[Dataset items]
- - - -
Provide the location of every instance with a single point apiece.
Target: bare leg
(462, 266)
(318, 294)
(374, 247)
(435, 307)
- - - -
__Your task__:
Once the records are read, print each of them exactly as written.

__Your response__:
Provide the location of every instance with a single point apiece.
Target: bare leg
(462, 266)
(318, 294)
(374, 247)
(435, 307)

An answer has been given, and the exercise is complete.